# Given text
* Begin *
2010 Awards Ceremony
Continuing Student Awards
Graduating Student Awards
Other Awards
Deirdre Pfeiffer has received a prestigious Haynes Foundation Dissertation Fellowship. Her dissertation which is entitled "African American Migration to California's Inland Empire: A Springboard to Social Mobility?" aims to better understand why African Americans are leaving Los Angeles County and moving to Riverside and San Bernardino County and how living in the Inland Empire affects their housing and job conditions, children's school quality, and sense of safety. An estimated 130,000 African Americans moved to the region between 1980 and the mid-2000s (with most coming from Los Angeles County) and virtually no information existed on why families are moving and whether moving enables their access to safer, lower poverty neighborhoods, higher performing schools, and homeownership--conditions critical in attaining upward social mobility. Although urban scholars have shown that African Americans who move within cities and their nearby suburbs live in communities worse off than whites and others of the same socioeconomic status, it is unclear whether similar patterns are playing out in newly built suburbs on the urban fringe. Pfeiffer is using a multi-method approach to address these issues, which includes interviews with African American community leaders and people who've made the move from Los Angeles County to the Inland Empire, as well as an analysis of existing survey data. In addition to the dissertation, she will produce a public report that summarizes the research findings.
Papers by Urban Planning M.A. students Jessica Bremner and Caroline Sora Park and doctoral candidate Laura Russ were among the 14 finalists selected out of 150 entries by graduate students from various disciplines in the "Places We Live" research paper competition. Winning papers were judged outstanding by experts from five major research and development organizations: The Cities Alliance, the International Housing coalition, the Woodrow Wilson International Center for Scholars, the World Bank and USAID.
"Shifting Power: Scaling-Up Self Management" is the title of the paper by Jessica Bremner and Caroline Park. This paper evaluates Vila Viva, a slum upgrading program in Belo Horizonte, Brazil and proposes strategies for scaling up self-management from the community to the municipal level.
Laura Russ wrote on "Misaligned Expectations for Participatory Slum-Upgrading: Lessons for Sustainability fo the Ahmedabad Slum Networking Project. Based on interviews conducted in Ahmedabad, India, this paper explores differing expectations program stakeholders have of Community-Based Organizations under the internationally-lauded Slum Networking Project.
The Grand Prize, Honorable Mention and Finalist papers are posted on the World Bank's Urban Program website [1].
The Center for Community Partnerships has announced the winners of the first Rishwain Social Justice Entrepreneurship Award: Ava Bromberg and John Scott-Railton, both doctoral students in Urban Planning. The primary goal of the prize is to publicly acknowledge UCLA students who work in collaboration with non-profit organizations to address social justice issues.
* End *
# Provided records
* Begin *
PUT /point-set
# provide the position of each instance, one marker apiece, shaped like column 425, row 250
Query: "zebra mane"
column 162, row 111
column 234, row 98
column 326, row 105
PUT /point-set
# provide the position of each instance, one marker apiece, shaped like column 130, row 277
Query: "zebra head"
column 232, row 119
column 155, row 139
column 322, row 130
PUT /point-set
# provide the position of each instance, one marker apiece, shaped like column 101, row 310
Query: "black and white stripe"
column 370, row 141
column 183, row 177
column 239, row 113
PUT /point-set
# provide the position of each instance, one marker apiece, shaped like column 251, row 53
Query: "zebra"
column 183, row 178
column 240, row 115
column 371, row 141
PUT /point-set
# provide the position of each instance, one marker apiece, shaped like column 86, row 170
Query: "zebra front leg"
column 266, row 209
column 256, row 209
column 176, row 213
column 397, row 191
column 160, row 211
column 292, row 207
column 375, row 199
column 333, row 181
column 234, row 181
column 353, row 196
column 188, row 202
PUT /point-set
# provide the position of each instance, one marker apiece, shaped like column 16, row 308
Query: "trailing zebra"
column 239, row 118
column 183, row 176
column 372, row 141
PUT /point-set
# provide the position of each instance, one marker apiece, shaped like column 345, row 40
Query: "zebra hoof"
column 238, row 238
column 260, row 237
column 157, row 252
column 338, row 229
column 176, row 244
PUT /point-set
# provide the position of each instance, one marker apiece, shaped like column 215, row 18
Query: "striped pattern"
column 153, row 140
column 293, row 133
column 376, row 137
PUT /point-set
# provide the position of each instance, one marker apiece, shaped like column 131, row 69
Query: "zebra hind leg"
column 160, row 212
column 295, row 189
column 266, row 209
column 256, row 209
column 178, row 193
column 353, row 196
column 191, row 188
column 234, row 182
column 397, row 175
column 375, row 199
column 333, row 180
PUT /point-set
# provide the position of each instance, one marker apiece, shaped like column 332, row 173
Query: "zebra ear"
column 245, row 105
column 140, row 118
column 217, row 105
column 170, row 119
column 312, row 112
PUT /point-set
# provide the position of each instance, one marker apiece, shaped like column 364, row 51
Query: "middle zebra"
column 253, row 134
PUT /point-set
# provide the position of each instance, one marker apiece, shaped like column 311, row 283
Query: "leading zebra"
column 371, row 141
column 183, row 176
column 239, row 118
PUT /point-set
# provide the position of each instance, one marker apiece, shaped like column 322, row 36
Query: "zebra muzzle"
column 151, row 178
* End *
# Given instruction 1
Substitute "graduate students" for "doctoral students" and give the stretch of the awards page from "The Center for" through "social justice issues.".
# Given instruction 2
Name every organization that the awards page says judged the "Places We Live" papers.
# Given instruction 3
Write the next part of the awards page, picking up after its last sentence.
The records have no connection to the awards page.

# Exercise output 1
The Center for Community Partnerships has announced the winners of the first Rishwain Social Justice Entrepreneurship Award: Ava Bromberg and John Scott-Railton, both graduate students in Urban Planning. The primary goal of the prize is to publicly acknowledge UCLA students who work in collaboration with non-profit organizations to address social justice issues.

# Exercise output 2
The Cities Alliance
the International Housing coalition
the Woodrow Wilson International Center for Scholars
the World Bank
USAID

# Exercise output 3
Ava Bromberg created a Mobile Planning Lab, a converted camper designed to take urban planning issues to low-income residents in South Los Angeles. Working with the Figueroa Corridor Coalition for Economic Justice and the United Neighbors in Defense against Displacement, she created the project “Visions for Vermont,” which helps to engage residents in land use plans by providing a mobile, neutral, and local setting for neighbors and city planners to go over models, maps and data, and to discuss the future development and growth of their communities. Her project has given a voice to residents to show city planners the concerns and comments of the neighborhood in order to create sustainable development.
Halfway across the world, in Dakar, Senegal, John Scott-Railton has been working to solve “collective action” problems in villages as they seek to deal with unseasonable rains and devastating floods that are related to climate change. Using inexpensive handheld technology, John has partnered with Senegalese universities, climate scientists and their students, non-profit organizations, and community members to apply sophisticated mapping techniques, hybridized surveys, and linked satellite mapping to the village level toward developing more effective, long-term parcel-based solutions. As Railton continues his fieldwork, he plans to redouble efforts to steer local officials towards a pilot program in which community members and the government share responsibility for mitigating flooding.
Urban Planning design and development student Daniel Caroselli, a former production coordinator and marketing specialist, is one of three SPA students selected as a David Bohnett Fellow of the Los Angeles Mayor’s Fellowship Program. Other recipients are Susanna Curry, a joint Social Welfare/Public Policy student studying social policy advocacy and Karissa Yee, a Public Policy student studying education and urban policy.
The Los Angeles Mayor’s Fellowship Program was created to train the next generation of public servants in Los Angeles by bringing graduate-level policy research fellows onto the Mayor’s staff. Bohnett fellowships provide educational fees and summer stipends, to hardworking graduate students for the benefit of the City of Los Angeles. Fellows will be matched to a senior member of the mayoral staff and their project-based work may include policy research, design and application of a program, and various writing assignments.
David Bohnett, a philanthropist and technology entrepreneur, is the founder of GeoCities, an Internet-based media and e-commerce company. The mission of the David Bohnett Foundation is to improve society through activism.
Ashley Westman, Master's Candidate 2010, was awarded the Paulette Duve Memorial Graduate Scholarship from the San Diego Chapter of the WTS, an organization dedicated to the professional advancement of women in transportation. She also received a scholarship from the Los Angeles section of the California Planning Foundation. One such scholarship is allocated to each of the accredited planning schools in the Los Angeles area (Cal Poly Pomona, UCLA, and USC). The award includes a one-year student membership in APA.
Doctoral student Eric Morris was featured in a piece entitled "The Traffic Whisperer" [2] in the UCLA Style section of the January 2010 issue of UCLA Magazine. Morris, a regular contributor to the New York Times Freakanomics [3] Blog, was also recently interviewed on NPR discussing his position on high speed rail [4].
Konstantina Soureli has been awarded an Ulmer Dissertation Year Fellowship. The fellowship is awarded to students, American or European, who are related to the Ulmer, Dehaene, Dalbera, or Berenguer families. If no relatives apply, then the fellowship is awarded to students who are European citizens.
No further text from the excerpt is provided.